_HOW TO COMPLETE THIS TASK_
Take the lines below from the first through the one that contains "Target: power line" and copy them exactly.

Data excerpts:
•••

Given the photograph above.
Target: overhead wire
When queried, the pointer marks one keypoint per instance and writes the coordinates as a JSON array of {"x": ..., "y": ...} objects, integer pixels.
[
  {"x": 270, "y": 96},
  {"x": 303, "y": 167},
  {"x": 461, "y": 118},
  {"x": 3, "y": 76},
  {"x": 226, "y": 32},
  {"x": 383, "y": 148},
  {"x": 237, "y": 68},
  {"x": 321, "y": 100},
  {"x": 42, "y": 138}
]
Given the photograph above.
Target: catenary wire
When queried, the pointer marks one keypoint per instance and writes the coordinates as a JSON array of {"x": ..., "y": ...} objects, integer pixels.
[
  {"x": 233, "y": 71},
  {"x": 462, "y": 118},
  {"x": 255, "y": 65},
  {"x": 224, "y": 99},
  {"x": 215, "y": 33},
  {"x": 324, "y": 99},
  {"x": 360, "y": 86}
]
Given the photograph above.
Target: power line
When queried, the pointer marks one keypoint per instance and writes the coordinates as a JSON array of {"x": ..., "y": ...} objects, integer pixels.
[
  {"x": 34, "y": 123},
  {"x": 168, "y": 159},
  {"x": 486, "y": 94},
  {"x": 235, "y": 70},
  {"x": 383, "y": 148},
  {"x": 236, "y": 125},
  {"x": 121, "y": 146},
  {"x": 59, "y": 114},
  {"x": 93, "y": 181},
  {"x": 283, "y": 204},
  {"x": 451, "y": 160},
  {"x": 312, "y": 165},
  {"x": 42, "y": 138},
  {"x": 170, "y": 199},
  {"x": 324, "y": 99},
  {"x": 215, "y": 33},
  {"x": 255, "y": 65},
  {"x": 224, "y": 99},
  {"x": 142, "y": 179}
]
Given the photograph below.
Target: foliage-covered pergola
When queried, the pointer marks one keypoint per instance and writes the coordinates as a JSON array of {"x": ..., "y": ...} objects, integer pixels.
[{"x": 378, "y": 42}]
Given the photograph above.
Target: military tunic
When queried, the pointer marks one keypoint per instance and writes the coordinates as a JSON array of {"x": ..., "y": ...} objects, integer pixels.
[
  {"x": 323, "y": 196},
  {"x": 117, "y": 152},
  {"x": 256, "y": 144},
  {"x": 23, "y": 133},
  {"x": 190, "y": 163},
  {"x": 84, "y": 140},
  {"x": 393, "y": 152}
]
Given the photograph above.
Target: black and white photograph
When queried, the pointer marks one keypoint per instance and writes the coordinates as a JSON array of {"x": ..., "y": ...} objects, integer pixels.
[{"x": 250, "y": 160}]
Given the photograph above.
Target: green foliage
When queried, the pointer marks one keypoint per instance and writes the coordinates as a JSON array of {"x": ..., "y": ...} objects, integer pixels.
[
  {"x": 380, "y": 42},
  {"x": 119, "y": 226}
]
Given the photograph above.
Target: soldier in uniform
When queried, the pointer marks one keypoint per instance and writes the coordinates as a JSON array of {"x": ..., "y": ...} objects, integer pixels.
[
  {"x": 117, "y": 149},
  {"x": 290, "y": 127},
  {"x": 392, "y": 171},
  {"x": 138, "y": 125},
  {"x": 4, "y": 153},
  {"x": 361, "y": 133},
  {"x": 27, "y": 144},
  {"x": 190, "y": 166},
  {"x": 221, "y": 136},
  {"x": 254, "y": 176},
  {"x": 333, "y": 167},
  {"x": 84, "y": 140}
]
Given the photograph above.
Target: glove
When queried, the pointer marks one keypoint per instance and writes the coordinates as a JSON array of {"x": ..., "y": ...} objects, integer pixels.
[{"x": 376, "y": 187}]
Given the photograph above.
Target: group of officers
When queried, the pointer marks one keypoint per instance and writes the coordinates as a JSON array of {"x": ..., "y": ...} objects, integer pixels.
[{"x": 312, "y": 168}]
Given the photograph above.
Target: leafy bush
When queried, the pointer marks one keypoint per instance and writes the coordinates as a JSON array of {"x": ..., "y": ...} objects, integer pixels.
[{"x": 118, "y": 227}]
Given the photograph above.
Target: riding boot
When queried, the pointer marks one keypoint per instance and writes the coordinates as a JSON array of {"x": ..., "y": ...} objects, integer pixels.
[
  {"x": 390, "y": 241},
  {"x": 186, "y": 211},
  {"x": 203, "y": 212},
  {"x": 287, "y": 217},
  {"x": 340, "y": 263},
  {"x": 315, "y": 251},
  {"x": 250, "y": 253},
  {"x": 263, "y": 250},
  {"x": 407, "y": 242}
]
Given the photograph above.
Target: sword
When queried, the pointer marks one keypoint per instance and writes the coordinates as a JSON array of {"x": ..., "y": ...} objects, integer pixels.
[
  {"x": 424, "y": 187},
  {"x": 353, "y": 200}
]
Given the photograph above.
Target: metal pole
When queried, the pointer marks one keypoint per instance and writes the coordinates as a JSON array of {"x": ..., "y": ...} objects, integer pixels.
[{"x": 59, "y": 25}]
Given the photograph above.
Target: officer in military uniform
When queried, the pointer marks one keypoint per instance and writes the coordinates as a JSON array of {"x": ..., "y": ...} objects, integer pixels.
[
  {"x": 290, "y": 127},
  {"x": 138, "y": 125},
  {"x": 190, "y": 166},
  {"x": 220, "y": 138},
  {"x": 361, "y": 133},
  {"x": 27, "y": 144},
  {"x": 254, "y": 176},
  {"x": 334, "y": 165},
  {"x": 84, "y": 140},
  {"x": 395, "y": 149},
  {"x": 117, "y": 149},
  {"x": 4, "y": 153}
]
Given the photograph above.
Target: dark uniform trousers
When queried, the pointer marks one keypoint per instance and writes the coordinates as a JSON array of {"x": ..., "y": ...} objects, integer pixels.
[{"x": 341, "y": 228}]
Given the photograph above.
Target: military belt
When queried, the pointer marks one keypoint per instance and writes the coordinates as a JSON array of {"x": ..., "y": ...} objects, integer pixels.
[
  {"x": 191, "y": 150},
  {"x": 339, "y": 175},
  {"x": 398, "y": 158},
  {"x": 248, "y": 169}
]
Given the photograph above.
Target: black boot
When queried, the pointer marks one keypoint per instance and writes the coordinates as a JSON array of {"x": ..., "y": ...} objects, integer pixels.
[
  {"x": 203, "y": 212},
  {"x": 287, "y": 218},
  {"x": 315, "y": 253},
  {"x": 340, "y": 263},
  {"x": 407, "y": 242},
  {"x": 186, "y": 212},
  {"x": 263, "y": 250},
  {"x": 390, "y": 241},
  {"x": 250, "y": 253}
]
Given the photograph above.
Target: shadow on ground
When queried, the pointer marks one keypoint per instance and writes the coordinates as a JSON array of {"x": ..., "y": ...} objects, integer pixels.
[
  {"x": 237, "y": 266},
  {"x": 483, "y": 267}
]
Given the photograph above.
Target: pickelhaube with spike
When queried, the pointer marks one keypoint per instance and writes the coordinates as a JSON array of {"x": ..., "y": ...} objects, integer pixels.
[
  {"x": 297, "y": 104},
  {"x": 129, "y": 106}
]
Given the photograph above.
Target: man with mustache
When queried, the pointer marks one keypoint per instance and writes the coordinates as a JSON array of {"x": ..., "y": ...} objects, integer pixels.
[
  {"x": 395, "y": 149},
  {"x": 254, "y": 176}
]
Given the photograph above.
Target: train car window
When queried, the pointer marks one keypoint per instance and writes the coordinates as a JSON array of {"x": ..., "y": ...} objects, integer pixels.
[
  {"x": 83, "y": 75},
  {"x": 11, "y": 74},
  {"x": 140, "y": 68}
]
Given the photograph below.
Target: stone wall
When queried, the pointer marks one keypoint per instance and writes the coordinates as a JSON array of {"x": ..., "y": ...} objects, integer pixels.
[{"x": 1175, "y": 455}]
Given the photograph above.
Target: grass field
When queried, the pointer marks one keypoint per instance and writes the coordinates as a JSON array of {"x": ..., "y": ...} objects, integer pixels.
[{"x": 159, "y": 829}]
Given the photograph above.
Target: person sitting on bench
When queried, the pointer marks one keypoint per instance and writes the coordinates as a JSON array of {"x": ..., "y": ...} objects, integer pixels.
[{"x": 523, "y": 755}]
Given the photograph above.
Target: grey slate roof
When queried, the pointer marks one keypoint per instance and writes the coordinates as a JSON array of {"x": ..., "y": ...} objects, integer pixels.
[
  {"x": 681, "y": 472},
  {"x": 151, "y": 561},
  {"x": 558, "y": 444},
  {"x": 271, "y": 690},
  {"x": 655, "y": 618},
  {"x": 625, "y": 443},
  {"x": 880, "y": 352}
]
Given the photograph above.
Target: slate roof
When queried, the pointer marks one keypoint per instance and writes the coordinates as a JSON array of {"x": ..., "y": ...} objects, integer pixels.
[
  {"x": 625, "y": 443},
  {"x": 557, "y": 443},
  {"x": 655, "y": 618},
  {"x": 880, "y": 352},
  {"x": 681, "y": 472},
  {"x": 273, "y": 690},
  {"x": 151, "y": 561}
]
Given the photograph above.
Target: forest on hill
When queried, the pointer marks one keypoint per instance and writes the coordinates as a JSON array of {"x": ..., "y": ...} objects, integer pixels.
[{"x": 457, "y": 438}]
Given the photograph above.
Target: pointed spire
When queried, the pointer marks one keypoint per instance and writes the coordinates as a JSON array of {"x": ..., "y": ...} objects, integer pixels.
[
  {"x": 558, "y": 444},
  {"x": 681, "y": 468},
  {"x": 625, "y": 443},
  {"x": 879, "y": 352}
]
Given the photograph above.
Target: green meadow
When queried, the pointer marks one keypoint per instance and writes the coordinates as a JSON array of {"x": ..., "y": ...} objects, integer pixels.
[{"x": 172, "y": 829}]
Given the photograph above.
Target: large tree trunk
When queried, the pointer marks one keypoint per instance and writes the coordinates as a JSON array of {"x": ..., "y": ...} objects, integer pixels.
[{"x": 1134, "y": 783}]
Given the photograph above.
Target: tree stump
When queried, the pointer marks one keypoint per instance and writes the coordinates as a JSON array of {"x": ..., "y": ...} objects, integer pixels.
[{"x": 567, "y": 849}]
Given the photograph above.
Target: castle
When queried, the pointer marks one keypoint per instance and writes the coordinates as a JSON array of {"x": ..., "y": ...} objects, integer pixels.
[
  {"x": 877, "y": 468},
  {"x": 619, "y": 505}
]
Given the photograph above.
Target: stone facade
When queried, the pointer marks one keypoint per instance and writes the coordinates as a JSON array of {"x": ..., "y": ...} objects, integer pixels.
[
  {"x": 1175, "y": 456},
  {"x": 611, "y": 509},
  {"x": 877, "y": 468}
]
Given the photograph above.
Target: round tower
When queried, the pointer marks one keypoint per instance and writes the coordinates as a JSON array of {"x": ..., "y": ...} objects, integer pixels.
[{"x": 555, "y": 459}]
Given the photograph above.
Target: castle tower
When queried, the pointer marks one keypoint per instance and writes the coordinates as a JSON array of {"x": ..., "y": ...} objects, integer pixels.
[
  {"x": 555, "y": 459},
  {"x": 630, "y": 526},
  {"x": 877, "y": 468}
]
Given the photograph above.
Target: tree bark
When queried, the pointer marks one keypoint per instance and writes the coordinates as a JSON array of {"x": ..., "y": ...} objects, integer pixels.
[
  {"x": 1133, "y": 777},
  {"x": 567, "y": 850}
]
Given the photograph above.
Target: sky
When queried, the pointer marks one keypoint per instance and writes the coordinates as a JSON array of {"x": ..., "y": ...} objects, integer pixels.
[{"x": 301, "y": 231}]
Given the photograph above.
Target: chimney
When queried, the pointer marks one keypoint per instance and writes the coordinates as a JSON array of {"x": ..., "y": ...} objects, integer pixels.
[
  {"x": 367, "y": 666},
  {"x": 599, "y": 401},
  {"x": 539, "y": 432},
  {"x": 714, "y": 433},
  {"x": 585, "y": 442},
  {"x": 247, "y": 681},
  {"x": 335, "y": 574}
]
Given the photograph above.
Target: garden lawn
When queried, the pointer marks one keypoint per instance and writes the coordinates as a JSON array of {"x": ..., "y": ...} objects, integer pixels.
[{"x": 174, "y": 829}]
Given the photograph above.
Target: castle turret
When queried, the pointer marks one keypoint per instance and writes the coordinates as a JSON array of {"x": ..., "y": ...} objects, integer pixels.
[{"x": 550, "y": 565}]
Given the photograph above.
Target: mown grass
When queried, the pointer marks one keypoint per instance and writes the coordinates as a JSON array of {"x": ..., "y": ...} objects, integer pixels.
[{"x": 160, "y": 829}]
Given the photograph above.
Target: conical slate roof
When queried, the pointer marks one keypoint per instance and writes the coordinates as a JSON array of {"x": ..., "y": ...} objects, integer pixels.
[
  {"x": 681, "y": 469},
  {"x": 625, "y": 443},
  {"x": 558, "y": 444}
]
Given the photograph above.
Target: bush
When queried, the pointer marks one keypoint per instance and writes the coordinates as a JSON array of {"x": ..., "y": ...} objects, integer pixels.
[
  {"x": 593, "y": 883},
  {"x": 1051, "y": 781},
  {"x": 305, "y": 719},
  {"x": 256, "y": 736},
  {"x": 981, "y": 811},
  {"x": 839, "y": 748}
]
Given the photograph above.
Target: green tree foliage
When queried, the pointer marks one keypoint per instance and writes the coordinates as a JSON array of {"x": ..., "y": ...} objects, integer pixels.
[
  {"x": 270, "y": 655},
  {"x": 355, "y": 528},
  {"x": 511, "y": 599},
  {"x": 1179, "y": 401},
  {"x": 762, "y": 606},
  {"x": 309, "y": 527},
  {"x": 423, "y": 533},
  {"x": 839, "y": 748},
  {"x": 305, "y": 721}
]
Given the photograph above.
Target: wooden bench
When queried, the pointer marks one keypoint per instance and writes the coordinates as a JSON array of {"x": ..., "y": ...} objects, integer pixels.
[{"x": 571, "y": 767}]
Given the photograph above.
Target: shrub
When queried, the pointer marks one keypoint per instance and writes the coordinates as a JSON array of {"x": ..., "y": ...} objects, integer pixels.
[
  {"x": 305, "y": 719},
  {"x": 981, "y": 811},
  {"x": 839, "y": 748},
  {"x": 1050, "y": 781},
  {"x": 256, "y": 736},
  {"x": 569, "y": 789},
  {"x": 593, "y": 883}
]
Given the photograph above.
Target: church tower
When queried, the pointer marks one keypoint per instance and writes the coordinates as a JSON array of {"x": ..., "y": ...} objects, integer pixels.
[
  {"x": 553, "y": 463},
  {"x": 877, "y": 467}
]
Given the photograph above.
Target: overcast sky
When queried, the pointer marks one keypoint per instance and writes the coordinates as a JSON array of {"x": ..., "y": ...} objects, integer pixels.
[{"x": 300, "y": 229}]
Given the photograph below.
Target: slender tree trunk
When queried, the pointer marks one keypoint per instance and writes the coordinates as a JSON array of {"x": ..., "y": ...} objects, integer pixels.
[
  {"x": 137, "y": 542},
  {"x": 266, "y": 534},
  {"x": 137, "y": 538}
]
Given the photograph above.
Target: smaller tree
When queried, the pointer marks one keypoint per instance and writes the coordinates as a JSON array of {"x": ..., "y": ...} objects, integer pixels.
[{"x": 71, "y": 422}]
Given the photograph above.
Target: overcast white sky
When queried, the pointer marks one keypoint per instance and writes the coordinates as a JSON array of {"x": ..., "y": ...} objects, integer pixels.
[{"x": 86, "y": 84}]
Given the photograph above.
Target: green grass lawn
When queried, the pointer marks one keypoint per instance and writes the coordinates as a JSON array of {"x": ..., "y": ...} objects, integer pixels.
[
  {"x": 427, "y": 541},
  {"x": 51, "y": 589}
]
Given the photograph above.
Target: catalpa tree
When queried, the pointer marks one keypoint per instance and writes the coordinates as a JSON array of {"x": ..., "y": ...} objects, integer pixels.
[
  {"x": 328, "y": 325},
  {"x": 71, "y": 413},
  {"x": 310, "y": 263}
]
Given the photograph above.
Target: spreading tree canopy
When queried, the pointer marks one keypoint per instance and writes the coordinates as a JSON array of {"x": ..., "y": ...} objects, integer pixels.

•••

_TASK ANSWER_
Given the photograph above.
Target: overhead wire
When queried, the pointer marks one keypoint per instance and writes the coordinates as a JSON array of {"x": ..., "y": ...} objects, integer pixels.
[
  {"x": 270, "y": 96},
  {"x": 303, "y": 167},
  {"x": 461, "y": 118},
  {"x": 3, "y": 76},
  {"x": 226, "y": 32},
  {"x": 383, "y": 148},
  {"x": 237, "y": 68},
  {"x": 321, "y": 100},
  {"x": 42, "y": 138}
]
Given the photograph above.
Target: catenary wire
When queried, the pointer marks one keypoint per instance and writes the coordinates as a JSON array of {"x": ..., "y": ...} objects, integer pixels.
[
  {"x": 233, "y": 71},
  {"x": 462, "y": 118},
  {"x": 255, "y": 65},
  {"x": 224, "y": 99},
  {"x": 215, "y": 33},
  {"x": 324, "y": 99},
  {"x": 360, "y": 86}
]
Given the photograph above.
Target: power line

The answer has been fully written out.